╭─ Records for this task
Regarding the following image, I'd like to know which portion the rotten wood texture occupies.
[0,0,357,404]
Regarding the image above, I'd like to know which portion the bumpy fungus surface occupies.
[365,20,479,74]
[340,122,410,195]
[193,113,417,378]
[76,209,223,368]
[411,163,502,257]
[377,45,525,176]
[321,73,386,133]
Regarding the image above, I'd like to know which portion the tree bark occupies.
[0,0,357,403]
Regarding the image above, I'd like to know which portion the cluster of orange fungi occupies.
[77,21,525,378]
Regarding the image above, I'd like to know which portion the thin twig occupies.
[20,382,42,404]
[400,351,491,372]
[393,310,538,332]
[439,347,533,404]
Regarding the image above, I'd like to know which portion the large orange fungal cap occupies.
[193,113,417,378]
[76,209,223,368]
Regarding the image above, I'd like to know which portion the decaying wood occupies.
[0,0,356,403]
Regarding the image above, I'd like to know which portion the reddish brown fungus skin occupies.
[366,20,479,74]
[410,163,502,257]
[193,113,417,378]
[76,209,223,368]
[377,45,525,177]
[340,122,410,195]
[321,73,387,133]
╰─
- **What this task involves**:
Recast all of the material above as a JSON list of strings, one string per line, leaving out any blank lines.

- **Response to this exercise**:
[
  "Regarding the following image, I'd like to know which portion the rotten wood texture occupies.",
  "[0,0,357,404]",
  "Regarding the image above, I'd like to know which portion the bumpy fungus surface occupies.",
  "[365,20,479,74]",
  "[340,122,410,195]",
  "[193,113,417,378]",
  "[76,209,223,368]",
  "[411,163,502,257]",
  "[377,45,525,176]",
  "[321,73,386,133]",
  "Regarding the image above, I'd like to know which portion the tree bark occupies.",
  "[0,0,357,403]",
  "Regarding the image above, I'd like to know which portion the cluster of orange fungi occupies.",
  "[77,21,525,378]",
  "Regarding the image above, I'd like to know which portion the thin twig occupies.",
  "[20,382,42,404]",
  "[400,351,491,372]",
  "[393,310,538,332]",
  "[439,347,533,404]",
  "Regarding the image above, I'd like to know which portion the large orange fungal cap occupies.",
  "[193,113,417,378]",
  "[76,209,223,368]",
  "Regarding the image above, I'd like to know which portion the decaying wood occupies.",
  "[0,0,356,403]",
  "Regarding the image above, I'd like to know which portion the reddish brown fungus skin occupies.",
  "[366,20,479,74]",
  "[410,163,502,257]",
  "[193,113,417,378]",
  "[76,209,223,368]",
  "[377,45,525,177]",
  "[340,122,410,195]",
  "[321,73,387,133]"
]